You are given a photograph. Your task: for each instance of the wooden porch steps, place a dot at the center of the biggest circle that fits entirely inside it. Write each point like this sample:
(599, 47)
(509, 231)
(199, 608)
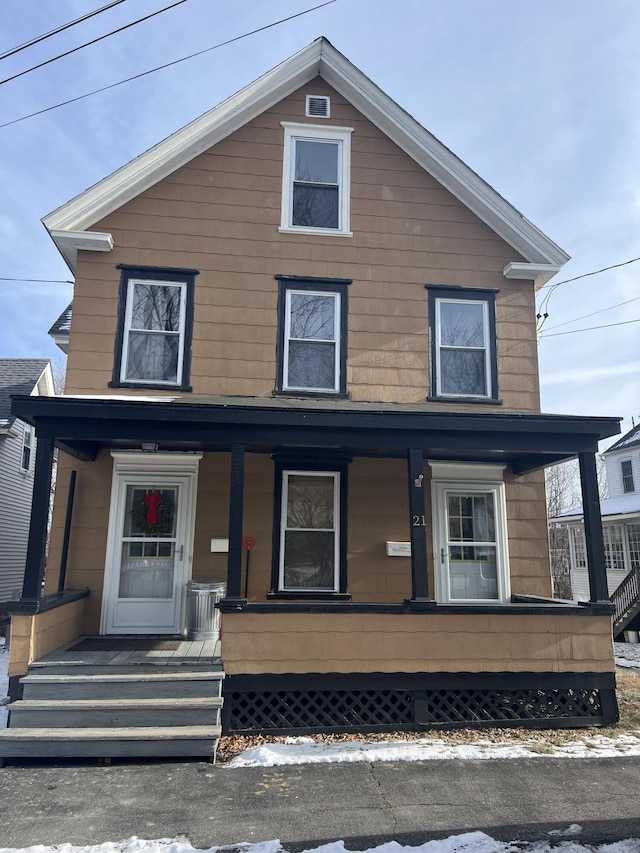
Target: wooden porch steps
(95, 712)
(124, 742)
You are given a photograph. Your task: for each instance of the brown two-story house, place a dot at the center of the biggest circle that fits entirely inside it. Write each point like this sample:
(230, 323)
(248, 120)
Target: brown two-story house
(301, 323)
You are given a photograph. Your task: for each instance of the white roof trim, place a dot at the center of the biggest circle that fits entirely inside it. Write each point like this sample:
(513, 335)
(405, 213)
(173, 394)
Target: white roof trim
(540, 273)
(322, 58)
(69, 241)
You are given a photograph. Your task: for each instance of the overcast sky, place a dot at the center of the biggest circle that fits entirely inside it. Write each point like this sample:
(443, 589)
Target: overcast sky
(540, 97)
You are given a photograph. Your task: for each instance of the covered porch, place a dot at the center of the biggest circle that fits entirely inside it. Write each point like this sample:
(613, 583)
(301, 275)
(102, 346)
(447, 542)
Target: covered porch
(389, 627)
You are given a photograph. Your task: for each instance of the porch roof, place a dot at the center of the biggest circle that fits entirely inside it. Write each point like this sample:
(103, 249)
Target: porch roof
(83, 425)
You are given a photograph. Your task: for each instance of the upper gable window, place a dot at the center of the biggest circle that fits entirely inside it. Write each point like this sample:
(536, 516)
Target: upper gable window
(463, 344)
(316, 179)
(154, 334)
(27, 448)
(626, 470)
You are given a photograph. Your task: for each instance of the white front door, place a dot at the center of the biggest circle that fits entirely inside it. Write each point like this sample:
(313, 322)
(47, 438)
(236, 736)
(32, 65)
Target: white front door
(149, 550)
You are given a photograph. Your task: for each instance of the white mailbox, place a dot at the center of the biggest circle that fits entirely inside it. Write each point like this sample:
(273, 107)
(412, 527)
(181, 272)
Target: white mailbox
(398, 549)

════

> **Stated task**
Output all of the entries verbatim, leaving out any images.

> **Answer for this exercise**
You are given a photograph. Your task: for each instance of the wooden porch steps, place a dot at the center of the biggest circle that fits entirely inside it. Write each point like this sample:
(599, 47)
(509, 231)
(199, 608)
Target: wooden porch steps
(95, 712)
(124, 742)
You are given a photograph. Your task: for each instance of the brown two-story house, place a dot at the center of the biggest circle that fits entirely inside it. Write each point like this sample:
(230, 323)
(248, 120)
Target: brown two-story house
(301, 323)
You are given a photograph. Your task: for each instance of the white roof trim, place a dot at the center of the biggest circle that fits entirely inside it. Write each point like this sample:
(513, 335)
(405, 213)
(173, 394)
Target: white roof trim
(540, 273)
(322, 58)
(69, 241)
You are given a photograph. Your task: for each instance of the overcast sky, place a dot at the center of the biggest circle that fits entirely inside it. Write each point like this sample:
(443, 589)
Target: overcast sky
(540, 97)
You are given a photograph. Your task: for each instance of the covered porch, place a dot at the center of the biggest circle that fits entirely inside it. Write each point like this sample:
(613, 583)
(301, 275)
(102, 346)
(447, 542)
Target: covered porch
(389, 627)
You are given a photograph. Your task: for each instance of the porch roof, place a dot at the center of the biggest circle that fits entirely inside it. Write each point like this sample:
(103, 249)
Target: porch roof
(83, 425)
You are given a photograph. Your task: for each instance of the upper gable window, place a dot at the center of the biggest circle that fits entirely inside it. Write each point like this sample:
(536, 516)
Target: upper gable window
(463, 344)
(316, 179)
(154, 334)
(27, 448)
(626, 470)
You are given a photograph. Your task: for each instance of the white front door, place a dot at the center of the biggest circle that fits entirely inside it. Write each point like this sample:
(313, 322)
(47, 438)
(236, 736)
(32, 65)
Target: white front door
(149, 550)
You are given a photograph. Your task: for each instance of the white mailbox, place a dot at the center of the biggest circle that fits entirely inside it. Write each point like this sample:
(273, 107)
(412, 527)
(181, 272)
Target: white mailbox
(398, 549)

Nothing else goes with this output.